# NotePerformer Sibelius Two Harmonics on one Stave don't play



## Wegg (Apr 4, 2020)

I use Sibelius Ultimate version 2019.12 on a MAC with NotePerformer 3.

Has anyone noticed that If you have more than one harmonic note on a stave of a string instrument neither note plays back. This is the case with separate parts as well as writing a divisi chord. Using other configurations than NotePerformer doesn't have this problem so I assume the problem is with NotePerformer not Sibelius. Does anyone have a work around other than putting each note on a separate stave?

Thanks

Jonathan


----------



## leslieq (Apr 10, 2020)

Can you share a screenshot of the bar/measure in question?


----------



## wwwm (Aug 29, 2021)

Well, I'm not the op, but I just started having the same problem. I stuck with Noteperformer 2.whatever until recently when I tried installing the latest version side-by-side so I could use it with Dorico. That broke the older installation, so I did a clean install of the newest Noteperformer. Now, having two harmonics on the same staff doesn't play back (it worked in older versions). I've tried using both different voices and the same voice, and neither produces any sound.


----------



## Wallander (Aug 31, 2021)

Two simultaneous harmonics on the same staff will always be interpreted by NotePerformer as artificial harmonics notation (plain+diamond noteheads). Diamond note and circle harmonics both trigger the exact same sound ID, and cannot be distinguished.

If there's no sound, that's _usually_ a sign that the interval does not resolve to a possible harmonics fingering. The interval must to be exact, including accidentals, or NotePerformer won't accept it.

A workaround/tradeoff for circle harmonics chords (you want multiple sounding harmonics notes on a single staff) is to go to

Dictionary > Articulations > Harmonics/Open

and change the sound ID from "+harmonic" to +"non vibrato"

That will produce all the correct pitches for circle harmonics chords, and no vibrato as a partial effect.


----------



## wwwm (Sep 1, 2021)

▶ TASK STATEMENT
Pick up the NotePerformer harmonics thread at the point where it stops and keep it going. The data after this point comes from a separate source.

▶ SOURCE DATA
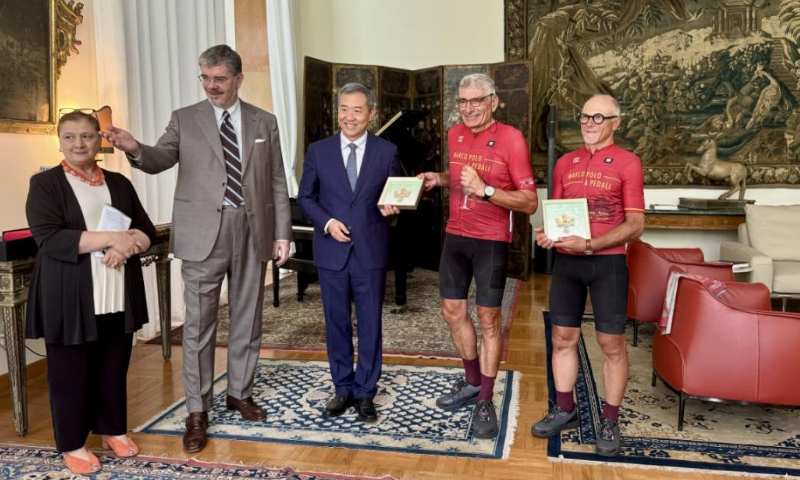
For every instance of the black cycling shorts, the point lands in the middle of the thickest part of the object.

▶ RESPONSE
I've done some more testing, and it seems two harmonics on the same staff won't play back if the fundamentals (in two different voices) are within a second of each other. (edit: unless they are a different harmonic, in which case only the higher sounding note plays back).


----------



## wwwm (Sep 1, 2021)

I did a breakdown of harmonics behavior when sharing a staff here:


----------



## Wallander (Sep 2, 2021)

I see! Overlapping intervals won't work, unfortunately. The voice setting in the notation program is only a visual setting. All those notes are collapsed into a single chord for playback (C+E+F+A with the harmonics articulation).

In the first bar, NotePerformer doesn't understand that you wrote:

E/A + C/F

but it will actually be interpreted as:

C/E + F/A

So unfortunately we won't be able to make that work reliably.


----------



## wwwm (Sep 2, 2021)

Ah. That's disappointing. Shouldn't trust my ear in hearing what I thought I heard in that first bar. Hopefully this might work in Dorico in the future.


----------



## Wallander (Sep 3, 2021)

wwwm said:


> Ah. That's disappointing. Shouldn't trust my ear in hearing what I thought I heard in that first bar. Hopefully this might work in Dorico in the future.


In Dorico, it's possible that it will work if you activate the feature to route different voices to different channels.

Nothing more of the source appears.